### THE EXERCISE:
Copy all the entries below exactly, but not the pictures.
• • •
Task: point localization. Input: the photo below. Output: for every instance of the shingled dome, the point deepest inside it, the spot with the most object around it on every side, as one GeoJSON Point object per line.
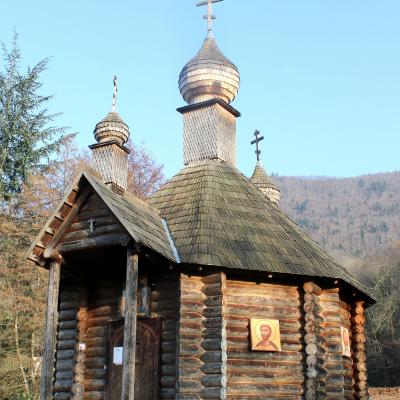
{"type": "Point", "coordinates": [112, 127]}
{"type": "Point", "coordinates": [263, 181]}
{"type": "Point", "coordinates": [209, 75]}
{"type": "Point", "coordinates": [218, 217]}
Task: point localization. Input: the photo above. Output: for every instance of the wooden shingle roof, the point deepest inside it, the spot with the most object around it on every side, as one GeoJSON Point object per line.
{"type": "Point", "coordinates": [140, 221]}
{"type": "Point", "coordinates": [218, 217]}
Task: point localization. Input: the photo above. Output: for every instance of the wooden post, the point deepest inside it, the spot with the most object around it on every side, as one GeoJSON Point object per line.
{"type": "Point", "coordinates": [46, 383]}
{"type": "Point", "coordinates": [128, 369]}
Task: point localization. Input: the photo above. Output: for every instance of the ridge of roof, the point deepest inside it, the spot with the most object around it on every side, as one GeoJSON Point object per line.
{"type": "Point", "coordinates": [218, 217]}
{"type": "Point", "coordinates": [141, 221]}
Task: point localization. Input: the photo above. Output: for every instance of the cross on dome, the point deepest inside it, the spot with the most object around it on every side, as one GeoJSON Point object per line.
{"type": "Point", "coordinates": [209, 17]}
{"type": "Point", "coordinates": [114, 104]}
{"type": "Point", "coordinates": [256, 141]}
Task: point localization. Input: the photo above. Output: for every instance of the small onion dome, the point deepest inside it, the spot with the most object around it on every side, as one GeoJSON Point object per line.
{"type": "Point", "coordinates": [209, 75]}
{"type": "Point", "coordinates": [261, 180]}
{"type": "Point", "coordinates": [112, 127]}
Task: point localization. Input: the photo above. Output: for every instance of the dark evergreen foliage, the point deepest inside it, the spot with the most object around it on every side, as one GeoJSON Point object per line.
{"type": "Point", "coordinates": [27, 134]}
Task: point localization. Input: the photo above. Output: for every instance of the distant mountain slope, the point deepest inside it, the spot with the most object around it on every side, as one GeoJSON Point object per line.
{"type": "Point", "coordinates": [347, 216]}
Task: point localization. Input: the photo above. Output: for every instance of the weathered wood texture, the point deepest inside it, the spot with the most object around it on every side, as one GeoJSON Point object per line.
{"type": "Point", "coordinates": [128, 368]}
{"type": "Point", "coordinates": [46, 383]}
{"type": "Point", "coordinates": [214, 340]}
{"type": "Point", "coordinates": [332, 322]}
{"type": "Point", "coordinates": [189, 336]}
{"type": "Point", "coordinates": [348, 374]}
{"type": "Point", "coordinates": [94, 223]}
{"type": "Point", "coordinates": [164, 305]}
{"type": "Point", "coordinates": [315, 343]}
{"type": "Point", "coordinates": [358, 344]}
{"type": "Point", "coordinates": [202, 346]}
{"type": "Point", "coordinates": [78, 388]}
{"type": "Point", "coordinates": [102, 307]}
{"type": "Point", "coordinates": [261, 375]}
{"type": "Point", "coordinates": [66, 343]}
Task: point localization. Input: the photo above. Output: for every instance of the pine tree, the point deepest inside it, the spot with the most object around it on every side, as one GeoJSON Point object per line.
{"type": "Point", "coordinates": [27, 135]}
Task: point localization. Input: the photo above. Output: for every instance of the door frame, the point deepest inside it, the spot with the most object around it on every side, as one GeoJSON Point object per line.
{"type": "Point", "coordinates": [154, 325]}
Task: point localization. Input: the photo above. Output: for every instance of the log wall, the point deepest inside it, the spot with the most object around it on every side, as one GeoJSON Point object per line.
{"type": "Point", "coordinates": [358, 345]}
{"type": "Point", "coordinates": [261, 375]}
{"type": "Point", "coordinates": [66, 341]}
{"type": "Point", "coordinates": [348, 374]}
{"type": "Point", "coordinates": [202, 346]}
{"type": "Point", "coordinates": [164, 305]}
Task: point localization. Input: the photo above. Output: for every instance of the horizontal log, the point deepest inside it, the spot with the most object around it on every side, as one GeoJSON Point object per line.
{"type": "Point", "coordinates": [93, 396]}
{"type": "Point", "coordinates": [67, 315]}
{"type": "Point", "coordinates": [214, 357]}
{"type": "Point", "coordinates": [62, 396]}
{"type": "Point", "coordinates": [214, 368]}
{"type": "Point", "coordinates": [100, 241]}
{"type": "Point", "coordinates": [62, 385]}
{"type": "Point", "coordinates": [68, 295]}
{"type": "Point", "coordinates": [66, 344]}
{"type": "Point", "coordinates": [311, 287]}
{"type": "Point", "coordinates": [85, 233]}
{"type": "Point", "coordinates": [67, 334]}
{"type": "Point", "coordinates": [96, 332]}
{"type": "Point", "coordinates": [83, 224]}
{"type": "Point", "coordinates": [95, 352]}
{"type": "Point", "coordinates": [64, 375]}
{"type": "Point", "coordinates": [95, 363]}
{"type": "Point", "coordinates": [213, 344]}
{"type": "Point", "coordinates": [94, 384]}
{"type": "Point", "coordinates": [168, 370]}
{"type": "Point", "coordinates": [167, 381]}
{"type": "Point", "coordinates": [68, 305]}
{"type": "Point", "coordinates": [78, 389]}
{"type": "Point", "coordinates": [99, 373]}
{"type": "Point", "coordinates": [215, 381]}
{"type": "Point", "coordinates": [95, 341]}
{"type": "Point", "coordinates": [65, 354]}
{"type": "Point", "coordinates": [64, 365]}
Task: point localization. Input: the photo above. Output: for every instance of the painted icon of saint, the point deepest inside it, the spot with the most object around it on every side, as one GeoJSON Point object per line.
• • •
### EXERCISE RESPONSE:
Task: point localization. Input: the photo below. Output: for every instance of the shingled dome, the point deepest inside it, the spot with the most object around it on every side, as one GeoJSON Point object per line.
{"type": "Point", "coordinates": [112, 127]}
{"type": "Point", "coordinates": [263, 181]}
{"type": "Point", "coordinates": [209, 75]}
{"type": "Point", "coordinates": [218, 217]}
Task: point localization. Input: the photo above. Output: for every instance of the wooden shingle roof, the point deepest inside it, the spot with the most object around it on every side, as one GeoJSON Point object per line.
{"type": "Point", "coordinates": [140, 221]}
{"type": "Point", "coordinates": [218, 217]}
Task: point localization. Input: the photo above. Output: for every instance of the wooden post, the point deepest inside it, the spot with the most object around it on every side, as one GeoJSON Point object per line.
{"type": "Point", "coordinates": [46, 383]}
{"type": "Point", "coordinates": [128, 369]}
Task: point localization. Input: the photo above. Output: for every instance of the ridge of roof, the point deepest inside it, the spot with the most object around it on every side, as one GeoJSON Point object per line.
{"type": "Point", "coordinates": [218, 217]}
{"type": "Point", "coordinates": [141, 221]}
Task: point localization. Input: the photo above. Output: for every instance of the cross on dome, the point deepest inside it, the spot with the most object around it on every side, as one GeoJSON Point object per line.
{"type": "Point", "coordinates": [209, 17]}
{"type": "Point", "coordinates": [114, 104]}
{"type": "Point", "coordinates": [256, 141]}
Task: point localization. Input: the photo above. Output: for every instance of the small onion dome, the point deepest inside it, the spot with the most object around it on every side, as one GeoJSON Point object per line.
{"type": "Point", "coordinates": [209, 75]}
{"type": "Point", "coordinates": [261, 180]}
{"type": "Point", "coordinates": [112, 127]}
Task: point localization. Input: the photo above. Output: for every instance of the dark evergreen foliage, the point deepest inside it, the spot with the most object around it on every side, as one GeoJSON Point object per line.
{"type": "Point", "coordinates": [27, 134]}
Task: point localization. Input: the photo above. Output: for every instance of the distant mountain slope, the point deepest inside it, the spot with the most object around it on every side, as one GeoJSON Point object per line.
{"type": "Point", "coordinates": [347, 216]}
Task: point localization. Input: the photo above. Output: for every instance of the weathered wood texture, the point deepest inside it, the spot with the most object around it on every side, as one GeoJSON Point object per line.
{"type": "Point", "coordinates": [128, 368]}
{"type": "Point", "coordinates": [46, 383]}
{"type": "Point", "coordinates": [214, 340]}
{"type": "Point", "coordinates": [332, 322]}
{"type": "Point", "coordinates": [189, 336]}
{"type": "Point", "coordinates": [348, 374]}
{"type": "Point", "coordinates": [94, 223]}
{"type": "Point", "coordinates": [164, 305]}
{"type": "Point", "coordinates": [315, 343]}
{"type": "Point", "coordinates": [358, 344]}
{"type": "Point", "coordinates": [202, 346]}
{"type": "Point", "coordinates": [78, 388]}
{"type": "Point", "coordinates": [102, 307]}
{"type": "Point", "coordinates": [261, 375]}
{"type": "Point", "coordinates": [66, 343]}
Task: point localization. Input: the photo above. Output: for every instance of the pine tree, the point deepest inside it, the spot with the most object around it on every side, as one GeoJSON Point object per line.
{"type": "Point", "coordinates": [27, 135]}
Task: point localization. Input: the photo above. Output: for every instance of the door frame, the point deepest inside it, the spot with the most object around it on every side, as one GeoJSON Point object per line.
{"type": "Point", "coordinates": [154, 325]}
Task: point localization. Input: the photo above. Output: for every instance of the log wall, the point deepest inside it, the spot with the most object around it on every side, as one GeoJSON Point object per line.
{"type": "Point", "coordinates": [358, 345]}
{"type": "Point", "coordinates": [261, 375]}
{"type": "Point", "coordinates": [66, 341]}
{"type": "Point", "coordinates": [348, 374]}
{"type": "Point", "coordinates": [202, 346]}
{"type": "Point", "coordinates": [164, 305]}
Task: point localization. Input: the photo above. Output: for every instance of the horizontal log, the point deepest inside it, the spot with the most object around it on every side, as one GeoJSON Point object per line.
{"type": "Point", "coordinates": [93, 396]}
{"type": "Point", "coordinates": [67, 315]}
{"type": "Point", "coordinates": [214, 357]}
{"type": "Point", "coordinates": [62, 396]}
{"type": "Point", "coordinates": [214, 368]}
{"type": "Point", "coordinates": [100, 241]}
{"type": "Point", "coordinates": [62, 385]}
{"type": "Point", "coordinates": [68, 295]}
{"type": "Point", "coordinates": [66, 344]}
{"type": "Point", "coordinates": [311, 287]}
{"type": "Point", "coordinates": [85, 233]}
{"type": "Point", "coordinates": [67, 334]}
{"type": "Point", "coordinates": [96, 332]}
{"type": "Point", "coordinates": [83, 224]}
{"type": "Point", "coordinates": [95, 352]}
{"type": "Point", "coordinates": [64, 375]}
{"type": "Point", "coordinates": [95, 363]}
{"type": "Point", "coordinates": [213, 344]}
{"type": "Point", "coordinates": [94, 384]}
{"type": "Point", "coordinates": [168, 370]}
{"type": "Point", "coordinates": [167, 381]}
{"type": "Point", "coordinates": [68, 305]}
{"type": "Point", "coordinates": [78, 389]}
{"type": "Point", "coordinates": [99, 373]}
{"type": "Point", "coordinates": [215, 381]}
{"type": "Point", "coordinates": [95, 341]}
{"type": "Point", "coordinates": [65, 354]}
{"type": "Point", "coordinates": [64, 365]}
Task: point localization. Input: the photo above. Output: for every instance of the painted icon of saint, the point deepest inside it, the spot with the most object around it on every side, as one GeoJSON Point object per line.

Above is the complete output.